(PROVIDED MATERIAL)

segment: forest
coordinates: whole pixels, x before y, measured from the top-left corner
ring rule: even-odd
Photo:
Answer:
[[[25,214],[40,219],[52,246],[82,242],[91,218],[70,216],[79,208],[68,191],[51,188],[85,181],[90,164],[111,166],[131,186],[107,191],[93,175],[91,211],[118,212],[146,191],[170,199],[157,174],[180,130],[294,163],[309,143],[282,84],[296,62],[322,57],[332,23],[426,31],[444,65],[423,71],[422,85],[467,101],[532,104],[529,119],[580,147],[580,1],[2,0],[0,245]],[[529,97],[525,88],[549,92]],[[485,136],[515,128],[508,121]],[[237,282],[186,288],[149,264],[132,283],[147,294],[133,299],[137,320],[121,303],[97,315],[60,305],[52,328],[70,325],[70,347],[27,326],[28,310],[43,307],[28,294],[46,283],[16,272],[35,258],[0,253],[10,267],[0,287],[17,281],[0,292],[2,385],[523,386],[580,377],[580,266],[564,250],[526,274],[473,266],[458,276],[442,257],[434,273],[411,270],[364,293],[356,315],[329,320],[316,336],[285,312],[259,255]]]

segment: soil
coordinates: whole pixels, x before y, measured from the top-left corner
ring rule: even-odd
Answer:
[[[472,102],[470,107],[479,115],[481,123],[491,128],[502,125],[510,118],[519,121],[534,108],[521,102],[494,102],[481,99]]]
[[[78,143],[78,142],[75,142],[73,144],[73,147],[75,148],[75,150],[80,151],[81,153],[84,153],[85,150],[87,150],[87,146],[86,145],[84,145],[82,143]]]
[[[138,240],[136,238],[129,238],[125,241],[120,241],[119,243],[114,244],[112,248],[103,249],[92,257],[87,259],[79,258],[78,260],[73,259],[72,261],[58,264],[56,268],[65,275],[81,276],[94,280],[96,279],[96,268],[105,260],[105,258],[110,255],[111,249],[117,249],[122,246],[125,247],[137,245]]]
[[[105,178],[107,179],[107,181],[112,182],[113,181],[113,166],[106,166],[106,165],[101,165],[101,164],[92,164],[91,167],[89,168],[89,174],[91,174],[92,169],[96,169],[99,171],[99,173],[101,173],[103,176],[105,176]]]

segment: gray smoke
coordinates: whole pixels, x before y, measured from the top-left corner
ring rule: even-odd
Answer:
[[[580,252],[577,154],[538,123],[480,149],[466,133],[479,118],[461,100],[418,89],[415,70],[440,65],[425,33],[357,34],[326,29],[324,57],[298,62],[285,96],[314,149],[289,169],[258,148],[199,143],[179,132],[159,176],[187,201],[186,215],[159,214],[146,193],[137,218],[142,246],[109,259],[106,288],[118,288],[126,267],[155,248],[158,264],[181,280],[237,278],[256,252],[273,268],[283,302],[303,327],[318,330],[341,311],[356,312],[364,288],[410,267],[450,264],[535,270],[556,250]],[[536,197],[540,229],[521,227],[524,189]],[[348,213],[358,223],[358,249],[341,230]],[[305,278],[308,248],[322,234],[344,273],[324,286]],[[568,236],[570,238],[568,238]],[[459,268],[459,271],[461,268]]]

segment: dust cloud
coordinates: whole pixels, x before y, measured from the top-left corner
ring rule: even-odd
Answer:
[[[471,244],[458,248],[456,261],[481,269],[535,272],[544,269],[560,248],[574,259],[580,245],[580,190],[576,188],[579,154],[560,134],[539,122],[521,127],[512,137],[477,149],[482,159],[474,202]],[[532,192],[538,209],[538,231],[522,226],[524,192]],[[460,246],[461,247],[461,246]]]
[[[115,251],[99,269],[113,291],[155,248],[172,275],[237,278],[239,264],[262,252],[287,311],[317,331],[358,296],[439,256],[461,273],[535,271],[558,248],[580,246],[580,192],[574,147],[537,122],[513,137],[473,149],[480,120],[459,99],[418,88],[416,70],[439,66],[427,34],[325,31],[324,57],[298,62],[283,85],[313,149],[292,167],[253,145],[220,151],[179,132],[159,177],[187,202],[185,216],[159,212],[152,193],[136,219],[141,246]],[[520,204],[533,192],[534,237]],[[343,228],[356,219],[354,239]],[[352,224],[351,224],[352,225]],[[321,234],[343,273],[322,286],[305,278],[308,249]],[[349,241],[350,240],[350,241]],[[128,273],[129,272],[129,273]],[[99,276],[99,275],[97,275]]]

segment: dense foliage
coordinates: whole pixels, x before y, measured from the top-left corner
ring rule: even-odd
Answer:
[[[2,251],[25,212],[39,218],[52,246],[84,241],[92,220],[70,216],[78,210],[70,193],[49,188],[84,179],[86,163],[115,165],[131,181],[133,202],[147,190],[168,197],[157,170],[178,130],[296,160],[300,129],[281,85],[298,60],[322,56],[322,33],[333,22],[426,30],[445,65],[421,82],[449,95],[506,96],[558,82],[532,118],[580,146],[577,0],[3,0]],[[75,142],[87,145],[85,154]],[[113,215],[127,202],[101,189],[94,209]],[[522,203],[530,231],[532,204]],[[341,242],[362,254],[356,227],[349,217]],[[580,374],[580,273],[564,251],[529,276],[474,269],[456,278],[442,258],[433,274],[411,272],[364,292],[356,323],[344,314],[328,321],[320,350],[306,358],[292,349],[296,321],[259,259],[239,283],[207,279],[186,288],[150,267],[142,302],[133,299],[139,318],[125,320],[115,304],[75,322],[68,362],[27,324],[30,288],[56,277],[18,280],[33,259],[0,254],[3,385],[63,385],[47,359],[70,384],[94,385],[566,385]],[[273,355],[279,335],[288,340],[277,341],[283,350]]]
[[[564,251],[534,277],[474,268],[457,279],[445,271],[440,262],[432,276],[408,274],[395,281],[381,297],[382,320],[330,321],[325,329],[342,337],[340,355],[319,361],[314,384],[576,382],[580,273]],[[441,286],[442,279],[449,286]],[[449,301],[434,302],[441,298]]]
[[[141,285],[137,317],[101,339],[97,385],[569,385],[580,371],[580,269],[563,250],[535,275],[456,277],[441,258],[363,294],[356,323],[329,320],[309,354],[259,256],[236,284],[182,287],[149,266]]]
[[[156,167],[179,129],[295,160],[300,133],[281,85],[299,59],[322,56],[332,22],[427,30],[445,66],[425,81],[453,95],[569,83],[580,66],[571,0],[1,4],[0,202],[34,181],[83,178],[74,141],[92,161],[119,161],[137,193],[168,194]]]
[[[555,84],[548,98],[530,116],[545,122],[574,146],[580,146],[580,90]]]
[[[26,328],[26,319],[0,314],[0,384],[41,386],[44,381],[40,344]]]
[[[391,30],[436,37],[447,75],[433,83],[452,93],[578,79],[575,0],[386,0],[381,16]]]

(End PROVIDED MATERIAL)

Set down every entry once more, exactly as it was written above.

segment: forest
coordinates: whole pixels, x before y, measured from the top-left corner
ring rule: even-odd
Photo:
Answer:
[[[25,214],[40,219],[52,246],[82,242],[91,218],[70,216],[79,208],[68,191],[51,188],[85,181],[90,164],[111,166],[131,186],[107,191],[93,175],[91,211],[118,212],[146,191],[170,199],[157,174],[180,130],[294,163],[309,143],[282,84],[296,62],[322,57],[332,23],[426,31],[444,65],[423,71],[422,85],[467,101],[532,104],[529,119],[580,147],[580,1],[2,0],[0,245]],[[529,97],[525,88],[549,92]],[[485,136],[515,128],[508,121]],[[237,282],[186,288],[149,264],[132,283],[147,294],[133,299],[137,320],[121,303],[97,315],[60,305],[52,328],[70,325],[70,347],[27,326],[28,310],[43,307],[28,294],[46,283],[16,272],[35,258],[0,253],[10,267],[0,287],[17,281],[0,292],[2,385],[523,386],[580,377],[580,266],[564,250],[526,274],[473,266],[458,276],[442,257],[434,273],[411,270],[364,293],[356,315],[329,320],[316,336],[285,312],[259,255]]]

segment: soil
coordinates: whole pixels, x before y, measured from the top-left corner
ring rule: even-odd
Answer:
[[[472,102],[470,107],[479,115],[481,123],[491,128],[502,125],[510,118],[519,121],[534,108],[521,102],[494,102],[481,99]]]
[[[78,143],[78,142],[75,142],[73,144],[73,147],[75,148],[75,150],[80,151],[81,153],[84,153],[85,150],[87,150],[87,146],[86,145],[84,145],[82,143]]]
[[[138,240],[136,238],[129,238],[125,241],[120,241],[119,243],[114,244],[112,248],[103,249],[92,257],[87,259],[79,258],[78,260],[73,259],[72,261],[58,264],[56,268],[65,275],[81,276],[94,280],[96,279],[96,268],[105,260],[105,258],[110,255],[111,249],[117,249],[122,246],[125,247],[137,245]]]
[[[105,178],[107,179],[107,181],[112,182],[113,181],[113,166],[106,166],[106,165],[101,165],[101,164],[92,164],[91,167],[89,168],[89,174],[91,174],[92,169],[96,169],[99,171],[99,173],[101,173],[103,176],[105,176]]]

segment: gray smoke
coordinates: whole pixels, x before y, measured from the top-left corner
ring rule: even-odd
Answer:
[[[580,252],[577,154],[538,123],[480,149],[466,133],[479,118],[461,100],[418,89],[415,70],[440,65],[425,33],[357,34],[326,29],[324,57],[298,62],[285,96],[314,149],[289,169],[258,148],[199,143],[179,132],[159,176],[187,201],[186,215],[159,214],[146,193],[137,218],[142,246],[109,259],[106,288],[118,288],[126,267],[155,248],[158,264],[181,280],[237,278],[256,252],[273,268],[283,302],[303,327],[318,330],[341,311],[356,312],[364,288],[410,267],[450,264],[535,270],[556,250]],[[536,197],[540,229],[521,227],[524,189]],[[348,213],[358,223],[358,249],[341,230]],[[305,278],[308,248],[322,234],[344,273],[324,286]],[[568,236],[570,238],[568,238]],[[459,268],[459,271],[461,268]]]

segment: dust cloud
coordinates: whole pixels, x before y, measured from the top-left corner
ring rule: even-odd
Answer:
[[[471,244],[458,248],[456,261],[481,269],[535,272],[544,269],[560,248],[574,259],[580,245],[580,190],[576,188],[579,154],[560,134],[539,122],[521,127],[512,137],[477,149],[482,159],[474,202]],[[532,192],[538,209],[538,231],[522,226],[524,192]],[[460,246],[461,247],[461,246]]]
[[[115,251],[99,269],[113,291],[155,248],[172,275],[237,278],[239,264],[262,252],[287,311],[317,331],[358,296],[439,256],[461,273],[535,271],[558,248],[580,246],[580,192],[574,147],[537,122],[513,137],[473,149],[480,120],[459,99],[418,88],[416,70],[439,66],[427,34],[325,31],[324,57],[298,62],[283,85],[313,149],[292,167],[253,145],[220,151],[179,132],[159,177],[187,202],[185,216],[159,212],[152,193],[136,219],[141,246]],[[520,204],[533,192],[534,237]],[[343,228],[356,219],[354,239]],[[352,224],[351,224],[352,225]],[[321,234],[343,273],[322,286],[305,278],[308,249]],[[349,241],[350,240],[350,241]],[[128,273],[129,272],[129,273]],[[99,276],[99,275],[97,275]]]

segment: dense foliage
coordinates: whole pixels, x before y, measured from the top-left corner
ring rule: even-odd
Answer:
[[[2,251],[25,212],[39,218],[52,246],[84,241],[92,220],[70,216],[78,210],[70,193],[49,188],[84,179],[86,163],[115,165],[131,181],[133,202],[147,190],[168,197],[157,170],[178,130],[296,160],[300,129],[281,85],[298,60],[322,56],[322,33],[333,22],[426,30],[445,65],[421,82],[449,95],[506,96],[558,82],[532,118],[580,146],[577,0],[3,0]],[[75,142],[87,145],[85,154]],[[113,215],[127,202],[101,189],[94,209]],[[522,203],[530,231],[532,204]],[[341,242],[362,254],[356,227],[349,217]],[[580,374],[580,273],[564,251],[529,276],[474,269],[456,278],[442,258],[433,274],[411,272],[364,292],[356,323],[344,314],[328,321],[320,350],[306,358],[292,349],[296,321],[259,259],[239,283],[207,279],[186,288],[150,267],[142,302],[133,299],[139,318],[125,320],[115,304],[75,322],[68,362],[27,324],[30,288],[56,277],[18,280],[33,259],[0,254],[3,385],[63,385],[47,359],[70,384],[94,385],[566,385]],[[273,355],[279,335],[288,340],[277,341],[283,350]]]
[[[564,251],[534,277],[474,268],[457,279],[445,271],[440,262],[432,276],[408,274],[395,281],[381,297],[382,320],[330,321],[325,329],[342,337],[340,355],[319,361],[314,384],[576,382],[580,273]],[[441,286],[442,279],[449,286]],[[449,301],[434,302],[441,298]]]
[[[141,285],[137,317],[101,339],[97,385],[569,385],[580,371],[580,269],[563,250],[535,275],[456,277],[441,258],[363,294],[356,323],[329,320],[309,354],[259,256],[236,284],[182,287],[149,266]]]
[[[156,167],[179,129],[295,160],[300,133],[281,85],[299,59],[322,56],[332,22],[427,30],[445,66],[425,81],[453,95],[569,83],[580,66],[571,0],[1,4],[0,202],[34,181],[83,178],[74,141],[92,161],[119,161],[137,193],[168,194]]]
[[[555,84],[548,98],[530,116],[545,122],[574,146],[580,146],[580,90]]]
[[[26,328],[26,319],[0,314],[0,384],[41,386],[44,381],[40,344]]]
[[[391,30],[436,37],[447,75],[433,83],[452,93],[578,79],[575,0],[386,0],[381,16]]]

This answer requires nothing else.